Dataset entries:
● ● ● ● ●

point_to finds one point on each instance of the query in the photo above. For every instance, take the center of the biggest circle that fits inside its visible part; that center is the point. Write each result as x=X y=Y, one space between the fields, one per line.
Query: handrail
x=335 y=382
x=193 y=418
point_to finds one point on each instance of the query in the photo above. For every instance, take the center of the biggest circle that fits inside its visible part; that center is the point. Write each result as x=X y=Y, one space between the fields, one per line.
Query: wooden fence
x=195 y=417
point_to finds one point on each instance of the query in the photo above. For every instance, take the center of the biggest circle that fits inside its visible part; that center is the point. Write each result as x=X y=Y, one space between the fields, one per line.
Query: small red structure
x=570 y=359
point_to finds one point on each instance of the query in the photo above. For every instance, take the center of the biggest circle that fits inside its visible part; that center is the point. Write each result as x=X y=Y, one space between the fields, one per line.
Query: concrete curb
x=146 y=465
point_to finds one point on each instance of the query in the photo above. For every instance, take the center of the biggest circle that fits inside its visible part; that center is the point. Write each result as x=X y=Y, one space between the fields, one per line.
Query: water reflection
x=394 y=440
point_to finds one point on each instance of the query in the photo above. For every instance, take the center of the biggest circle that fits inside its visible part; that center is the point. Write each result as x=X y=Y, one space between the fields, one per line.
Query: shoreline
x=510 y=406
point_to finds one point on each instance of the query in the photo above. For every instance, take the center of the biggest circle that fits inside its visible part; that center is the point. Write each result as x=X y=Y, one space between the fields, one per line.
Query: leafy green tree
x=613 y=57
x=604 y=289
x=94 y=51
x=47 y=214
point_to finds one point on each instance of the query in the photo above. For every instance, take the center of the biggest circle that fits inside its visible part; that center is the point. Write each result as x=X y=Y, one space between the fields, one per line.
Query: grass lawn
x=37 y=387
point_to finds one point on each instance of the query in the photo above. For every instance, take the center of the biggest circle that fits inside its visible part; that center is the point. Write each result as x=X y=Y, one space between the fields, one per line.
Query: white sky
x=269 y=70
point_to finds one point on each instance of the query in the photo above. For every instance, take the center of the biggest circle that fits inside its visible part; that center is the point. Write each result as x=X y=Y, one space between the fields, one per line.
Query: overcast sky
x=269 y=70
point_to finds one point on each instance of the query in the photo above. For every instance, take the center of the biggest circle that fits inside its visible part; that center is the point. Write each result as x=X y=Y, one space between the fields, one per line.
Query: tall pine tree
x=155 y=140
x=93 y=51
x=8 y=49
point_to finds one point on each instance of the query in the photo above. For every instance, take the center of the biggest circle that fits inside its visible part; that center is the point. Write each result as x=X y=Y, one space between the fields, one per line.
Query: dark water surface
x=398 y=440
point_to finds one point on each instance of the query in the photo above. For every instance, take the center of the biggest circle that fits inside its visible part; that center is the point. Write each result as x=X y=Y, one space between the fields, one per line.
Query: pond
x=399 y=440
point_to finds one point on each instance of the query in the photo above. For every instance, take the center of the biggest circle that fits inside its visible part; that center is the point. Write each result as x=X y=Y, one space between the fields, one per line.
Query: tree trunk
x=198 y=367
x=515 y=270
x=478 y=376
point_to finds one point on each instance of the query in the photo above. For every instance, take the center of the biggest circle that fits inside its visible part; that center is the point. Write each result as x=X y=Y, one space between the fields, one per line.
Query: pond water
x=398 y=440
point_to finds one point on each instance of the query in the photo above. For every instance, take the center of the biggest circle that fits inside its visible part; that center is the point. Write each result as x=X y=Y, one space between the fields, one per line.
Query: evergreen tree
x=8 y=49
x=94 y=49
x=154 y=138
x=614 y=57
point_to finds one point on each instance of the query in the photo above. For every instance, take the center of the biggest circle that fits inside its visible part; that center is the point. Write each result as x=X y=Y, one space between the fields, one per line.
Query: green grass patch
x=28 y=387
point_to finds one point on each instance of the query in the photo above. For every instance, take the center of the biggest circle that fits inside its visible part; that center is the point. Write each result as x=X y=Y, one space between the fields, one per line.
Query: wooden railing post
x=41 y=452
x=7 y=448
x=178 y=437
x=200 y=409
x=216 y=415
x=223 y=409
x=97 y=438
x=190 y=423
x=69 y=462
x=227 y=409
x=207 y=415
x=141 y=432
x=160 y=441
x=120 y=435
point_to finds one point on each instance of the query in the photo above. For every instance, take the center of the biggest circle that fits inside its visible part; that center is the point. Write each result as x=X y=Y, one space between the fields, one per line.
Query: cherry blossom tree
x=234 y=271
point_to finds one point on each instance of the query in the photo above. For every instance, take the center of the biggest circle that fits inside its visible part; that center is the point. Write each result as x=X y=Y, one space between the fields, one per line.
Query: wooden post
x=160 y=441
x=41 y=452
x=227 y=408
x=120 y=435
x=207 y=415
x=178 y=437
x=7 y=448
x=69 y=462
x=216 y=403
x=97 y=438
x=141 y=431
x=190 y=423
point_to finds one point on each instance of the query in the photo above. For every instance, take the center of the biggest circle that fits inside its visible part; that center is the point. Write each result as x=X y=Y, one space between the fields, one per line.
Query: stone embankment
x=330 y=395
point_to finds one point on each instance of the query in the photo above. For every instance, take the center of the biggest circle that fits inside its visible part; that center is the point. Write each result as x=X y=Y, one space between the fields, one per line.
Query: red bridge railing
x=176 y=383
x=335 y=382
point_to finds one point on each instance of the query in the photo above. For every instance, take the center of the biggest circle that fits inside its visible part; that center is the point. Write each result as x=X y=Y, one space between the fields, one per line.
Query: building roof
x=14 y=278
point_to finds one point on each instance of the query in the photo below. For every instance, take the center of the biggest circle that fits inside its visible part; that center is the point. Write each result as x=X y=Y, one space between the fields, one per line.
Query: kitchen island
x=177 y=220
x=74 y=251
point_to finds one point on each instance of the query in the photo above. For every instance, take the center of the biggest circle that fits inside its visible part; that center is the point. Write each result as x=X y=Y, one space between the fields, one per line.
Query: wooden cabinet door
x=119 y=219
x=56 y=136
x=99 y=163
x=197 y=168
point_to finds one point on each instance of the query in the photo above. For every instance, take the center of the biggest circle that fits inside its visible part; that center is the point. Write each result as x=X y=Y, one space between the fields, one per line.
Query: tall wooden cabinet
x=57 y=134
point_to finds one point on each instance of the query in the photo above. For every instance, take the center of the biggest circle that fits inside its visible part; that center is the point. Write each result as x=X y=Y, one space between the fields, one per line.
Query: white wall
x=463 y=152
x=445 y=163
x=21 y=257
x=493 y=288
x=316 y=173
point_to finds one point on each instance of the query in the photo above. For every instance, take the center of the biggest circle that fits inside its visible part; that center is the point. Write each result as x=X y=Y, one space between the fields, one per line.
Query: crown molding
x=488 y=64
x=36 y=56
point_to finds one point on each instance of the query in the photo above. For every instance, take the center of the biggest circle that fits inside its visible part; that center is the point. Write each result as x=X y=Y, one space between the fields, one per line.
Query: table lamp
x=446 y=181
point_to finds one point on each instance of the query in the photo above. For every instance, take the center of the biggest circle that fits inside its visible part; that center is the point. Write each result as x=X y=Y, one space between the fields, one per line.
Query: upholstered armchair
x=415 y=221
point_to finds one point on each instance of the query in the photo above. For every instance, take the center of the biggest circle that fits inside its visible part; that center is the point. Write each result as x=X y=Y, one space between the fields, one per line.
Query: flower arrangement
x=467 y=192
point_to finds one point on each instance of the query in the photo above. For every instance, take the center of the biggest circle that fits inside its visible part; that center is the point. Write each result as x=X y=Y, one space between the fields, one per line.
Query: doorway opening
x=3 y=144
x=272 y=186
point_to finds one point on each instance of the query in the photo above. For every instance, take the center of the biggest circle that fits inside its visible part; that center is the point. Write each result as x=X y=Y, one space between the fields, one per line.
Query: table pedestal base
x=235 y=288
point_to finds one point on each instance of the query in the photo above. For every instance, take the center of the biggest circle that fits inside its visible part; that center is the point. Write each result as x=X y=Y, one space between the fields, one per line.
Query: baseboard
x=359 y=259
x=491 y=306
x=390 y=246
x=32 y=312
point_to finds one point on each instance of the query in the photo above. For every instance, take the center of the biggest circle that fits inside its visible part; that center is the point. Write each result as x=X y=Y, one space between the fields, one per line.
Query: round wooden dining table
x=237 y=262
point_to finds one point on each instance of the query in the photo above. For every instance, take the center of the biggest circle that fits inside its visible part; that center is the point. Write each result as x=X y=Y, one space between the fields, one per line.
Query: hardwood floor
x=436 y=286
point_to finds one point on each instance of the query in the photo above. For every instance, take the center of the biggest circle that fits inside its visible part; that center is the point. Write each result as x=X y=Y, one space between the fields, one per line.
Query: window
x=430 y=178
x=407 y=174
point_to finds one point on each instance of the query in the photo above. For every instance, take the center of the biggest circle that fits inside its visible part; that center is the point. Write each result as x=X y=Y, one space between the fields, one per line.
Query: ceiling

● ● ● ● ●

### Aim
Count how many lines of the material above contain the string "wooden", matching uppercase and lowercase exactly. Reply with the number alone.

### Result for this task
6